Every quarter, Rock Health gives us the gift of tallying, analyzing, and adding a bit of spin to the biggest trends in digital health funding – and their 2022 recap might be their best gift yet.
As Rock Health describes it, 2022 was a “downhill ride,” with $15.3B in total US digital health funding signaling the tail end of a three year cycle centered around a pandemic investment frenzy that peaked in 2021 ($29.1B total raise).
That $15.3B figure breaks down to 572 investments at an average of $27M, and we weren’t exactly picking up steam toward the end of the year. (Chart: 10-year trend)
- Q4’s $2.7B total was less than half of Q4 2021’s $7.4B raise, and it now looks like the market is winding down from its mania to find a more sustainable long term growth rate. (Chart: quarterly totals)
- Investors’ reluctance to go after late-stage companies and founders’ fears of raising a down round led to only 35 startups raising $100M or more throughout the year. By all means a lot of capital, but well shy of the mega-rounds seen in 2021 (88) and 2020 (43). (Chart: mega-rounds)
- As investors battled over early-stage prospects, median Series A rounds climbed to an all-time high of $15M in 2022, while check sizes shrunk across all later stages. (Chart: round sizes)
- Although “on-demand” care companies led the pack with $2.4B in funding (props to DispatchHealth and Homeward), providers’ front-and-center focus on efficiency kept nonclinical workflow startups close behind with $2.2B raised. (Chart: top value props)

-=-=-=-=-

Prompt A: Retype the stretch of the digital health funding recap from "- Investors’ reluctance" through "(43). (Chart: mega-rounds)".
Prompt B: According to the digital health funding recap, what was the median Series A round size in 2022?
Prompt C: Carry on the digital health funding recap from its last sentence.

-=-=-=-=-

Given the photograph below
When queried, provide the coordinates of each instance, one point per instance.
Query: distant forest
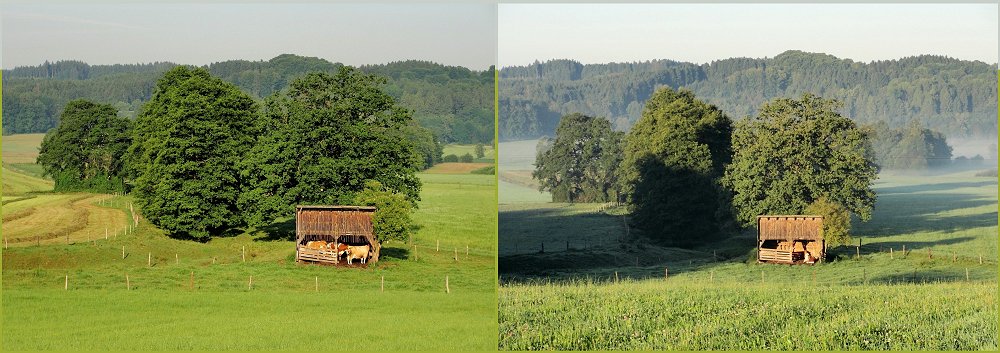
(954, 97)
(455, 103)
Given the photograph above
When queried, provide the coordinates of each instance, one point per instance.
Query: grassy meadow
(146, 291)
(574, 276)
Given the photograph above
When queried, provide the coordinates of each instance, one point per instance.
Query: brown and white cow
(340, 248)
(358, 252)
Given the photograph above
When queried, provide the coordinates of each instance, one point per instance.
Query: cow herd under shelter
(794, 239)
(350, 225)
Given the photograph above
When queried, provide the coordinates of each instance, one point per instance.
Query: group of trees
(954, 97)
(203, 156)
(691, 174)
(450, 104)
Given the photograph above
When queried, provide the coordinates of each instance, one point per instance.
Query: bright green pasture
(727, 315)
(940, 294)
(163, 310)
(16, 182)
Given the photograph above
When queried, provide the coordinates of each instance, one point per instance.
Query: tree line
(203, 157)
(691, 174)
(955, 97)
(455, 103)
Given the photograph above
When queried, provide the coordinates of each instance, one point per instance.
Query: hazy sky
(700, 33)
(354, 34)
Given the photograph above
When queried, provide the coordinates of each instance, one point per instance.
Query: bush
(836, 220)
(392, 215)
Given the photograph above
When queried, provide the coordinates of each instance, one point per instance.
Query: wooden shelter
(351, 225)
(791, 239)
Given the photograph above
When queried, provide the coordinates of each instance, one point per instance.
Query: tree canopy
(85, 151)
(322, 140)
(912, 147)
(955, 97)
(455, 103)
(673, 157)
(796, 151)
(582, 163)
(186, 146)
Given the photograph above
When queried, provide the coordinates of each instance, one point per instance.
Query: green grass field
(459, 150)
(935, 296)
(185, 295)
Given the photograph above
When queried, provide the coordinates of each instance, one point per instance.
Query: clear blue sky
(190, 33)
(700, 33)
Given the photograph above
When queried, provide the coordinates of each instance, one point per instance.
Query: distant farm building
(790, 239)
(336, 226)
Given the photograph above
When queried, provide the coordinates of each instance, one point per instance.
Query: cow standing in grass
(358, 252)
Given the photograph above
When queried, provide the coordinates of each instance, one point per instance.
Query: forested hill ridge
(454, 102)
(955, 97)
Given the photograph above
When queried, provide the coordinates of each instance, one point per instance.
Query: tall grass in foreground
(701, 315)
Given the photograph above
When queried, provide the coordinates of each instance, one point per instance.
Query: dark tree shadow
(278, 231)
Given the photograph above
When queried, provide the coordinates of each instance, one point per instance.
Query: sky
(701, 33)
(461, 34)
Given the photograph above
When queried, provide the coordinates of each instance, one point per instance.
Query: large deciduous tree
(674, 156)
(324, 138)
(85, 151)
(795, 152)
(187, 142)
(582, 163)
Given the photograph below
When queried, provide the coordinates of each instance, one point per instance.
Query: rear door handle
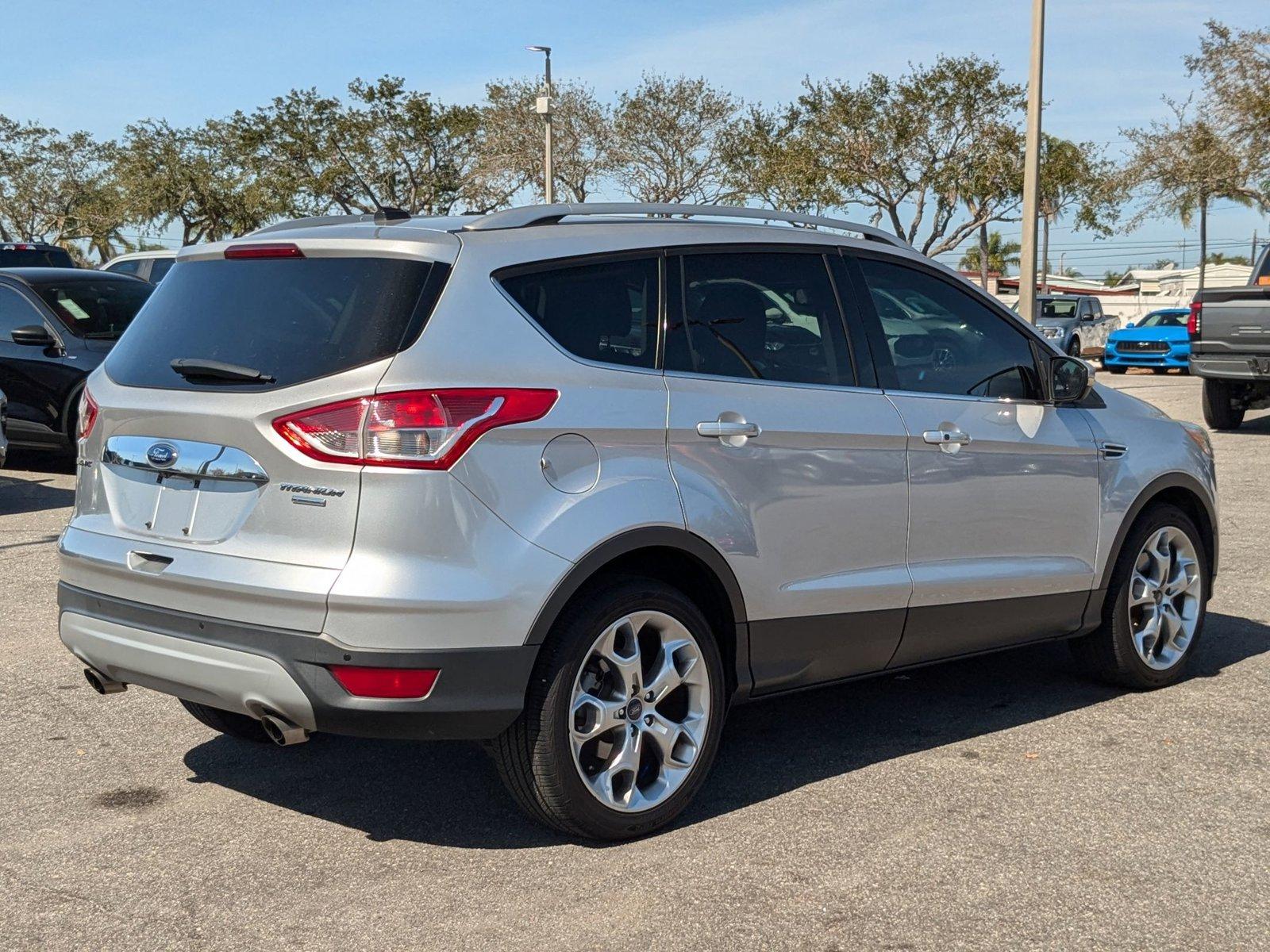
(949, 441)
(732, 432)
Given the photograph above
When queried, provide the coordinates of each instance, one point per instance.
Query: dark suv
(56, 327)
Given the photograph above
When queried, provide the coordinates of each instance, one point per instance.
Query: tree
(1235, 69)
(768, 156)
(1073, 175)
(60, 188)
(910, 149)
(196, 177)
(582, 132)
(668, 140)
(1183, 165)
(1001, 255)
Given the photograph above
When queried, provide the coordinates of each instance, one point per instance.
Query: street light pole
(1032, 169)
(544, 109)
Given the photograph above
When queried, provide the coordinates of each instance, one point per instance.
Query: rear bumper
(256, 670)
(1253, 367)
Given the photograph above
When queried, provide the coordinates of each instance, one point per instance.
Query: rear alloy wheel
(622, 716)
(1155, 607)
(1221, 410)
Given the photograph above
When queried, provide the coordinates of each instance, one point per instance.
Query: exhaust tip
(102, 683)
(283, 731)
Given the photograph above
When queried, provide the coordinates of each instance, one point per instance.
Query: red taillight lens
(270, 249)
(385, 682)
(419, 429)
(88, 412)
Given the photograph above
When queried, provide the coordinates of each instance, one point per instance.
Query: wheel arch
(1187, 494)
(677, 558)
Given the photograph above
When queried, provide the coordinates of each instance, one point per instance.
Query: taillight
(418, 429)
(88, 412)
(266, 249)
(385, 682)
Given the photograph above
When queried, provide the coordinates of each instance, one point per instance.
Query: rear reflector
(385, 682)
(417, 429)
(275, 249)
(88, 410)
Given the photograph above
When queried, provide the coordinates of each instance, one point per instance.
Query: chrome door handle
(732, 432)
(950, 438)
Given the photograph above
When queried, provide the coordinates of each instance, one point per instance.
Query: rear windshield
(292, 321)
(95, 309)
(35, 258)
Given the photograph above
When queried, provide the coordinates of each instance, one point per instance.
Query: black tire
(1109, 653)
(230, 723)
(1221, 412)
(533, 755)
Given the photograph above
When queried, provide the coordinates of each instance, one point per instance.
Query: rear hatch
(187, 494)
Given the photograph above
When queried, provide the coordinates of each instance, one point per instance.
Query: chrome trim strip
(194, 461)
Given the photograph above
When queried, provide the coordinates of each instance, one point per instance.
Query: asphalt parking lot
(1000, 803)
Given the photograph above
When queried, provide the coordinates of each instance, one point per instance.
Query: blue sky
(1108, 61)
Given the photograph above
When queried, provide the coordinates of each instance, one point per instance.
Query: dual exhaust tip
(279, 730)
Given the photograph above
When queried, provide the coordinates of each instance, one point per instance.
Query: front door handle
(730, 429)
(949, 440)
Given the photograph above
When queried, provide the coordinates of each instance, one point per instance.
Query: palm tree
(1001, 255)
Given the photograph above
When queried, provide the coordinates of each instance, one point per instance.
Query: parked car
(1159, 342)
(4, 428)
(33, 254)
(556, 479)
(148, 266)
(56, 325)
(1230, 338)
(1075, 323)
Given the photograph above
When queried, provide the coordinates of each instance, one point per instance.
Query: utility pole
(544, 109)
(1032, 168)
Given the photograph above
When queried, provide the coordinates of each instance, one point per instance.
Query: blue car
(1159, 342)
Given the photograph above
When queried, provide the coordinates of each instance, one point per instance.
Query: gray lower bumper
(1250, 367)
(256, 668)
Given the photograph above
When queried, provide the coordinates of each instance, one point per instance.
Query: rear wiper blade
(196, 368)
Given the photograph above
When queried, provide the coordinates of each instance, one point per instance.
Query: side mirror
(33, 336)
(1070, 380)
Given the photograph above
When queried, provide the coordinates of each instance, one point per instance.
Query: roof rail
(552, 213)
(314, 222)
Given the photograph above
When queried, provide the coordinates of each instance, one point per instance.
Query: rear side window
(18, 257)
(95, 309)
(760, 315)
(603, 311)
(291, 319)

-=-=-=-=-

Exercise response A:
- Investors’ reluctance to go after late-stage companies and founders’ fears of raising a down round led to only 35 startups raising $100M or more throughout the year. By all means a lot of capital, but well shy of the mega-rounds seen in 2021 (88) and 2020 (43). (Chart: mega-rounds)

Exercise response B: $15M, an all-time high.

Exercise response C:
- One of the best charts of the report was tucked away toward the end, highlighting how D2C startups took the biggest hit of any cohort due to rising customer acquisition costs, capital lifelines drying up, and a weakening consumer. (Chart: customer segment focus)
It’s hard to tell whether we’ve reached the end of this cycle, or if we’re now entering the recession that’ll bring the real pain. Rock Health points to a couple of signals that suggest we might have already seen the worst of it: investors have dry powder stockpiled, and a difficult exit climate could bring late-stage companies back to the fundraising table.
Regardless of when investment starts ramping back up, Rock Health predicts that it’ll be “built up on slow, steady, and maybe even boring strategies.” Sounds like a reasonable prediction, and if 2023 is anywhere near as hectic as many analysts think it will be, “boring” might not be such a bad thing.